• **PROBLEM REQUIREMENTS**
Please count the lines in the rows below that contain the string "photograph", treating uppercase and lowercase as different, and reply with the number alone.

· · ·

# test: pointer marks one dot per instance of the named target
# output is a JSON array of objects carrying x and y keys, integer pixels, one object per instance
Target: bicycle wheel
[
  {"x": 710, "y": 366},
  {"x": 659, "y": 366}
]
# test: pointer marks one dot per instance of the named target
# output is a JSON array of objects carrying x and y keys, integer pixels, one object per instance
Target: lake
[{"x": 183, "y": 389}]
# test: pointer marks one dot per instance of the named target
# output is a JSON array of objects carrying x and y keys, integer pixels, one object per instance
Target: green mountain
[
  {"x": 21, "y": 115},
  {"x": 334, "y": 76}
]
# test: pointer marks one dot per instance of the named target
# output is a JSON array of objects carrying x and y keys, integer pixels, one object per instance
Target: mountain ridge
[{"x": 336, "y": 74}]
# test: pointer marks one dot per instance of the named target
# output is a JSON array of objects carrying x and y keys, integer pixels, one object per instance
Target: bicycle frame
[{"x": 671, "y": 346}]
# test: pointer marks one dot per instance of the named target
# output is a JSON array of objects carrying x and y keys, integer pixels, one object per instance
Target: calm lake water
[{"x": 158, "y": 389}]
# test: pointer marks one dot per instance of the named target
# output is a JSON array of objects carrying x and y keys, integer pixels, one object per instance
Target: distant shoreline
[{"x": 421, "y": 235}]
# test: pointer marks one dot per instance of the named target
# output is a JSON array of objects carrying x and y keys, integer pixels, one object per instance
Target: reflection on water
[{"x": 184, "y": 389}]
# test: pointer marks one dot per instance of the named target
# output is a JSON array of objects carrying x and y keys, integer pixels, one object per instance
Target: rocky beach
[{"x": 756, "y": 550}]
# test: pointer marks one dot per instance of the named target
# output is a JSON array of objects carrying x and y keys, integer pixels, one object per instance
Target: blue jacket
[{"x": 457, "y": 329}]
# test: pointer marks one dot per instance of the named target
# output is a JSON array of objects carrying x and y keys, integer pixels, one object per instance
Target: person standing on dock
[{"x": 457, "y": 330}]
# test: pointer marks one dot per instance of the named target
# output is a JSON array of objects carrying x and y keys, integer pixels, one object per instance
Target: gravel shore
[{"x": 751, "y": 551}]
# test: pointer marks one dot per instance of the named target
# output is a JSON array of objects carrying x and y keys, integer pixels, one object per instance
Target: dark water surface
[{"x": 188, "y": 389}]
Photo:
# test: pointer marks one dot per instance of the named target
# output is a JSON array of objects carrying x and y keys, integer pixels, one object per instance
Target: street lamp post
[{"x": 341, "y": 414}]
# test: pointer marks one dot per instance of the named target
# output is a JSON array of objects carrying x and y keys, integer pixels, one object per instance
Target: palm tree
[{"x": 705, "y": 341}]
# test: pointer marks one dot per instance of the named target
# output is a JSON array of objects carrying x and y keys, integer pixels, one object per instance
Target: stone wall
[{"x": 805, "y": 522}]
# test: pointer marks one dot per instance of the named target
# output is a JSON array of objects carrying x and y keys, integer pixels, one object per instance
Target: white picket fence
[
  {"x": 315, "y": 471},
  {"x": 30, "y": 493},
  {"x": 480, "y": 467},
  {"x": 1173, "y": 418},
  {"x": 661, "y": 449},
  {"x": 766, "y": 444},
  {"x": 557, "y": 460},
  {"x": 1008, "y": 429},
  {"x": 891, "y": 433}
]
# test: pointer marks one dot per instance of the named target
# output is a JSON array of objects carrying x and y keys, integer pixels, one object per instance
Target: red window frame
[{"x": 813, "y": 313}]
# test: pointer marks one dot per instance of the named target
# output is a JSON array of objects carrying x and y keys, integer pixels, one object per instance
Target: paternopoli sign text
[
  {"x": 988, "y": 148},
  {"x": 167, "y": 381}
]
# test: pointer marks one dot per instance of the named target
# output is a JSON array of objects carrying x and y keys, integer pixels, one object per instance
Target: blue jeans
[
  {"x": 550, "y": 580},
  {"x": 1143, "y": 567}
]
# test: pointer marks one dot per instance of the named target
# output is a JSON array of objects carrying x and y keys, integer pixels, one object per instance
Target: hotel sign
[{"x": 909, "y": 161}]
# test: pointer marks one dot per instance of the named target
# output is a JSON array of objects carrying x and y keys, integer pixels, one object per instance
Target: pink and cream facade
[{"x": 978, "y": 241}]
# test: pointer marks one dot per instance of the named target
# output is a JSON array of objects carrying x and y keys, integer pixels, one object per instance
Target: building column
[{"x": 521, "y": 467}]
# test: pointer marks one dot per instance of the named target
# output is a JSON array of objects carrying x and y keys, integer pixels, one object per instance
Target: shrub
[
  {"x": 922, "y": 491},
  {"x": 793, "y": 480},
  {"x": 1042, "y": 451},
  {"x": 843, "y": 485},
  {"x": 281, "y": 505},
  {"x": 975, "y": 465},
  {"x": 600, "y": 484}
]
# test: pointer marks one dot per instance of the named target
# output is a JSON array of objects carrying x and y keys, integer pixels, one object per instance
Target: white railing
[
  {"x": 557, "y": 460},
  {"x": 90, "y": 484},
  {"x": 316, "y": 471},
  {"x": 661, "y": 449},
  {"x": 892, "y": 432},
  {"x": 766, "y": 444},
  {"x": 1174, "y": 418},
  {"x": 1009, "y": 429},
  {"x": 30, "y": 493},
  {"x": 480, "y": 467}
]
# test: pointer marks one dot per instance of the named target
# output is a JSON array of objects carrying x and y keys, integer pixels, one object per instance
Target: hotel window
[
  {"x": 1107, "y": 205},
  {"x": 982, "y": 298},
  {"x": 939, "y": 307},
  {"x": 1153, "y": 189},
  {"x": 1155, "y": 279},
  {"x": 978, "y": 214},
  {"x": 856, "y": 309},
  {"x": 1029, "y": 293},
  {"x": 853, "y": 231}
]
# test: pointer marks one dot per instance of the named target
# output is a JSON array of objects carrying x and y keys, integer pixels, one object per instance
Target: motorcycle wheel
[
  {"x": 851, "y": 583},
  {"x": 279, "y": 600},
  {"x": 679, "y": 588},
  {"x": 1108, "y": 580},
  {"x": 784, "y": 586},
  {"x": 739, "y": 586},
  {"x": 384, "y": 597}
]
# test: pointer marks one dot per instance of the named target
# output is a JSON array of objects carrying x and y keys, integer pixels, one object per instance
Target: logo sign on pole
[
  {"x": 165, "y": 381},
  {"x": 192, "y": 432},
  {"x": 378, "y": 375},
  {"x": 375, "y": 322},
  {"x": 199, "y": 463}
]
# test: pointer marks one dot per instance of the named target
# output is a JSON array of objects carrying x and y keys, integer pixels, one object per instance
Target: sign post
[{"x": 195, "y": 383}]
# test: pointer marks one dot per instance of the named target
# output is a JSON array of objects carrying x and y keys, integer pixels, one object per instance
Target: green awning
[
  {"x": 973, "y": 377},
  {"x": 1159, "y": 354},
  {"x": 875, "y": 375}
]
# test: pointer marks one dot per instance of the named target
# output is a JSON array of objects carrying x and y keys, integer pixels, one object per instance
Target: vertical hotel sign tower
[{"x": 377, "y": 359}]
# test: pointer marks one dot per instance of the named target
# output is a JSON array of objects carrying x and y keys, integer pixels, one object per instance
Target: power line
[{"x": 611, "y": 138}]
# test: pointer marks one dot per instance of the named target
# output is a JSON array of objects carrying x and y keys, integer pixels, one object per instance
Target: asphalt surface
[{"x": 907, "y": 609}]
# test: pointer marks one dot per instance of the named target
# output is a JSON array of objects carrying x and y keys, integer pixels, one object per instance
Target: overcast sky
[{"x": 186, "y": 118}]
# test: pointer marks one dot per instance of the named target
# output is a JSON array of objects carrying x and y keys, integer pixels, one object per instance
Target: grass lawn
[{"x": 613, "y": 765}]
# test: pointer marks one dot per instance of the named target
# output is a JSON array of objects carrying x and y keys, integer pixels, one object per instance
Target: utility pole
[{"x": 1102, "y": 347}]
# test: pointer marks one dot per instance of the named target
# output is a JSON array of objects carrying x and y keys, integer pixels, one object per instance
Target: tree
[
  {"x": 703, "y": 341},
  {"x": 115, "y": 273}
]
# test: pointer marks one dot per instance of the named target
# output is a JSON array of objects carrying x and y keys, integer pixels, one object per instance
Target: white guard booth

· · ·

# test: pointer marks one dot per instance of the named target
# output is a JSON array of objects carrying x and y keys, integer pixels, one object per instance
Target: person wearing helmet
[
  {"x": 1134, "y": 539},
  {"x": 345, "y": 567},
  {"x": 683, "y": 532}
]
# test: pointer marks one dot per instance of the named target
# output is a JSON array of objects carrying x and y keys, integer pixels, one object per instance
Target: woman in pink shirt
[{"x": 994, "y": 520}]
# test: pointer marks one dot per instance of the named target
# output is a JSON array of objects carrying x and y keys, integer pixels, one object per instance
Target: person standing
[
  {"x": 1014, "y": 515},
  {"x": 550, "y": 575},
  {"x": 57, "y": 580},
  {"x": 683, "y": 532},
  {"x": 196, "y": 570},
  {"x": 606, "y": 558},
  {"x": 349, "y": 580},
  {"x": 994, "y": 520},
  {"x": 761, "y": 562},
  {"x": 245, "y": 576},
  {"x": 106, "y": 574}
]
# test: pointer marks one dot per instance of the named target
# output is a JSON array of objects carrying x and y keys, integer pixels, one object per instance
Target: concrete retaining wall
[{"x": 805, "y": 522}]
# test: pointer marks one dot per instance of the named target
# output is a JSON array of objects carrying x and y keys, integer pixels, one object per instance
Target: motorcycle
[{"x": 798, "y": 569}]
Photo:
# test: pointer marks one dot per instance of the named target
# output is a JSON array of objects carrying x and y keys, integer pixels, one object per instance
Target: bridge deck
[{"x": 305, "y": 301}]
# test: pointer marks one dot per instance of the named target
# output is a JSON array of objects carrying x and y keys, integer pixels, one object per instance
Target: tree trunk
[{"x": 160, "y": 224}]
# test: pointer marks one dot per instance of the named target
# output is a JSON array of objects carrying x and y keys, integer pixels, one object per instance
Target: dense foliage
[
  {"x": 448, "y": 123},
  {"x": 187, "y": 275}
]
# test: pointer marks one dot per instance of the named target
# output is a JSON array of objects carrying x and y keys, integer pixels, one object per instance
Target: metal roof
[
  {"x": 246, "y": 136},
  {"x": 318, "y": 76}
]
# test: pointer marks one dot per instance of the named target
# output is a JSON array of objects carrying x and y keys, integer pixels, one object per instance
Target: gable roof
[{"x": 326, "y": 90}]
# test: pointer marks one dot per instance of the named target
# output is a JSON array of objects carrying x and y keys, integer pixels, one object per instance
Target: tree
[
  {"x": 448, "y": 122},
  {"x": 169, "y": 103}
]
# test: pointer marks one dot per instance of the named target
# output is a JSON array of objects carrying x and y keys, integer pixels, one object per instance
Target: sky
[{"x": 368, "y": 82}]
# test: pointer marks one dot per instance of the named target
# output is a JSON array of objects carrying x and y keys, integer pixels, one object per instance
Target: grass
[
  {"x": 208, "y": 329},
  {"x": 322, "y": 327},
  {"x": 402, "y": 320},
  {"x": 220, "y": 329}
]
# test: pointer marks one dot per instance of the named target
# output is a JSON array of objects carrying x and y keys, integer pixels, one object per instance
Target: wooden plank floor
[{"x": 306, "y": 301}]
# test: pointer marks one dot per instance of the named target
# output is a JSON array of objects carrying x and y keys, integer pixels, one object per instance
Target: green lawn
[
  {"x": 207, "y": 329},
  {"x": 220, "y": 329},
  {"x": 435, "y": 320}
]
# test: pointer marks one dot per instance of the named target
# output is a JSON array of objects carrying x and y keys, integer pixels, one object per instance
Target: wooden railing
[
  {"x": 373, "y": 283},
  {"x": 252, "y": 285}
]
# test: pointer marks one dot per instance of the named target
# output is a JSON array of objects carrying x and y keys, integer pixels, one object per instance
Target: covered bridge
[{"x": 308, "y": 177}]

· · ·

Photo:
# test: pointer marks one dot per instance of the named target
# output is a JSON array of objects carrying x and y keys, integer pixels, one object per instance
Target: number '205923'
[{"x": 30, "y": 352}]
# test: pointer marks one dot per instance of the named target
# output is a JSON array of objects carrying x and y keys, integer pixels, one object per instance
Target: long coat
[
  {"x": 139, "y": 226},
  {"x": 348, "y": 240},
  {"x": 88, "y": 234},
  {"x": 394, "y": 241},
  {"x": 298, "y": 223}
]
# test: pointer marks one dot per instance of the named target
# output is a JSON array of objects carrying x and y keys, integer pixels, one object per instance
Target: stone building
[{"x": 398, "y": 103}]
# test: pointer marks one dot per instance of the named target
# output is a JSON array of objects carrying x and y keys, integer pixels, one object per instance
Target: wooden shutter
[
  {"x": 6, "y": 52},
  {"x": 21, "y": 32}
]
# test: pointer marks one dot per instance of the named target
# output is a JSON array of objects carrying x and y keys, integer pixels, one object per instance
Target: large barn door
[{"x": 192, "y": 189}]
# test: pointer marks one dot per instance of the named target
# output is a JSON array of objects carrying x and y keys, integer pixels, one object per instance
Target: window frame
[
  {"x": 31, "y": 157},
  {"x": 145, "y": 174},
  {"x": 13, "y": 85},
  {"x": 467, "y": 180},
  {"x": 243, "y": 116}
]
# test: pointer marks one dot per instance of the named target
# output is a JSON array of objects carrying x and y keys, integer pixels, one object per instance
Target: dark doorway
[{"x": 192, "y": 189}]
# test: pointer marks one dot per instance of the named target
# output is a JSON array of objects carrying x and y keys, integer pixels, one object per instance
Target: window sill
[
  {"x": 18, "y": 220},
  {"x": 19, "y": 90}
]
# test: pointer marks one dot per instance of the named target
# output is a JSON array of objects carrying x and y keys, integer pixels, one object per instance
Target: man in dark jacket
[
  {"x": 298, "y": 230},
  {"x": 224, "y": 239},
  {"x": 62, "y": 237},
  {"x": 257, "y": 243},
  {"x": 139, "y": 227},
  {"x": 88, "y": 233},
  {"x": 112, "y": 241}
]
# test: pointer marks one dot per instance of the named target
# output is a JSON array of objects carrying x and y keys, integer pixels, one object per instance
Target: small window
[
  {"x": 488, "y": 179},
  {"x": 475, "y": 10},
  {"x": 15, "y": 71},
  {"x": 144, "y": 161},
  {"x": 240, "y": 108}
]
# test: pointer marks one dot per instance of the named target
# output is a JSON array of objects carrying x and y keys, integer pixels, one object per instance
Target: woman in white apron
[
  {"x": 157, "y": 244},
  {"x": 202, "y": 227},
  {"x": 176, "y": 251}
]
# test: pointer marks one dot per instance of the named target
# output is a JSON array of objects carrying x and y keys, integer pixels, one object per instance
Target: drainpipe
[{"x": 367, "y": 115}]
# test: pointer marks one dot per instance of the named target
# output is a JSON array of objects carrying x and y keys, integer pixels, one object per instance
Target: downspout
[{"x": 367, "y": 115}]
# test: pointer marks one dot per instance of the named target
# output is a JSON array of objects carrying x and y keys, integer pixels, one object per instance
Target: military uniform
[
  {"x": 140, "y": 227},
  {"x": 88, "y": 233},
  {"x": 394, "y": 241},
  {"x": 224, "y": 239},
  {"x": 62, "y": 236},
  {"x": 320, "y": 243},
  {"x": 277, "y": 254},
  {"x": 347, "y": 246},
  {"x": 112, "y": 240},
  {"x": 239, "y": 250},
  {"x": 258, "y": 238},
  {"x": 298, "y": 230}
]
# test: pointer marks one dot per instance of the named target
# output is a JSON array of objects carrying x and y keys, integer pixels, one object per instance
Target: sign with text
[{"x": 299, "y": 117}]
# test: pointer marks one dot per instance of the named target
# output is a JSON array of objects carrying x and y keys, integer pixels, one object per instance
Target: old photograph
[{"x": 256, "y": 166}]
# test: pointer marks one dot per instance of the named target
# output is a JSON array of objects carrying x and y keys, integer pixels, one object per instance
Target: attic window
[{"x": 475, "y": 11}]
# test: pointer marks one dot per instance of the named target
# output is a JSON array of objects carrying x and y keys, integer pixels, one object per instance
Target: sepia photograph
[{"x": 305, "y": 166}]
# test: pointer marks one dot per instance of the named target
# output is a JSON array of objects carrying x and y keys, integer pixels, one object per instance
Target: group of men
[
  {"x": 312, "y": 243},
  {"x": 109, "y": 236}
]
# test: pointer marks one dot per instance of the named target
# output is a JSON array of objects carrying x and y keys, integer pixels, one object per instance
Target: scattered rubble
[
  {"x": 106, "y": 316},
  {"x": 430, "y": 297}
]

· · ·

• **FULL OUTPUT**
2